▸ What is asked
1: In the MRF driver text below, repeat the passage from "APPENDIX A, MRF" up to and including "from the source.".
2: According to the MRF driver text below, how many bytes long is a tile index record?
3: Go on with the MRF driver text below, picking up right after its final sentence.

▸ Page extract
====

The MRF driver recognizes and reads a LERC/LERC1 compressed file. This type of file behaves as a read-only single tile MRF with LERC compression, without geo-reference. This feature is mostly intended to be used by the GDAL WMS driver. An open option, DATATYPE , can be used to set the data type when reading from LERC1 compressed data, since that information is not available in the LERC itself. The default data type for LERC1 is byte. LERC (V2) can only be read as the same data type it was encoded, the DATATYPE open option is ignored.

When overwriting an MRF, GDAL normally tries to erase the files if they exist. To avoid having the data or the index file erased un-intentionally, the MRF driver does not do this. This means that if a file exists and is used repeatedly as a destination for gdal_translate, the data file will keep growing and the index file will keep its old content, which is the desired behavior. This can create problems in certain cases, for example when the same file name is reused for images of different size or structure, or when the MRF itself is corrupt. Crashes may occur in some of these situations. In these cases, the index and data file should be erased by hand, outside of the GDAL infrastructure.

APPENDIX A, MRF Metadata Schema

APPENDIX B, Index file format

The MRF index is a vector of tile records. A tile index record is sixteen bytes long and contains the tile offset and size, each stored as an eight byte unsigned integer. In C, a tile index record is defined as

Example values in this document will be using the notation [Offset, Size] for a tile index. By convention the index for a tile which has no data written into it has the size of zero [R, 0]. This index record will generate a tile filled with zeros or NoData on read. The value for the offset is reserved and should be written as zero. An offset value of 1 and a size of 0 [1, 0] is used by the caching/cloning MRFs as a flag that a tile is zero or NoData in the source file. It will be read as zero without triggering a read from the source.

====

▸ Dataset section
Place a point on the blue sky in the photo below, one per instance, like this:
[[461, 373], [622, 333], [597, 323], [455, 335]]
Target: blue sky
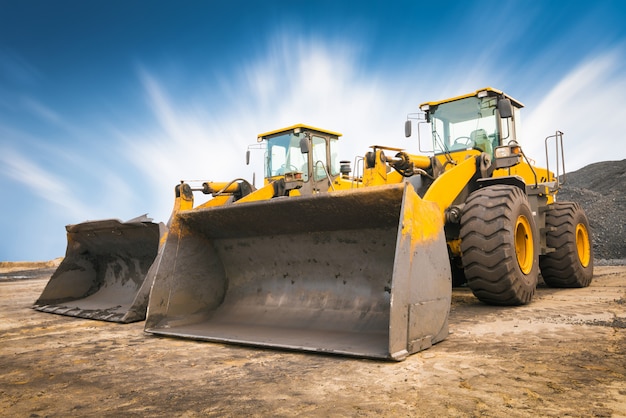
[[106, 105]]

====

▸ Responses in order
1:
APPENDIX A, MRF Metadata Schema

APPENDIX B, Index file format

The MRF index is a vector of tile records. A tile index record is sixteen bytes long and contains the tile offset and size, each stored as an eight byte unsigned integer. In C, a tile index record is defined as

Example values in this document will be using the notation [Offset, Size] for a tile index. By convention the index for a tile which has no data written into it has the size of zero [R, 0]. This index record will generate a tile filled with zeros or NoData on read. The value for the offset is reserved and should be written as zero. An offset value of 1 and a size of 0 [1, 0] is used by the caching/cloning MRFs as a flag that a tile is zero or NoData in the source file. It will be read as zero without triggering a read from the source.

2: Sixteen bytes.

3:
The order of the tile records in the index file depends on the type of MRF:

Tile records are usually stored in top-left orientation, in row major order (Y, X).

If the MRF contains multiple channels (Bands) and they are stored as band interleaved data, the band index changes first, then the spatial index (Y, X, C).

If the MRF Z dimension is more than 1, each Z slice index is stored consecutively, thus Z varies after Y (Z, Y, X, C).

If the MRF contains versions, the current version is stored at the start of the index file, immediately followed by version one and so on (V, Y, X, C) or (V, Z, Y, X, C).

If there are overviews, the tile index vectors for the overviews immediately follow the index vector for the full resolution, in the decreasing order of resolution, (lX,Y,C) or (lZ,X,Y,C). Note that the vector for an overview level is smaller than the vector for the previous overview or base resolution.

For cloning MRFs, the index of the local cache data is followed immediately by a copy of the cloned MRF index. The content of both may be updated during reads.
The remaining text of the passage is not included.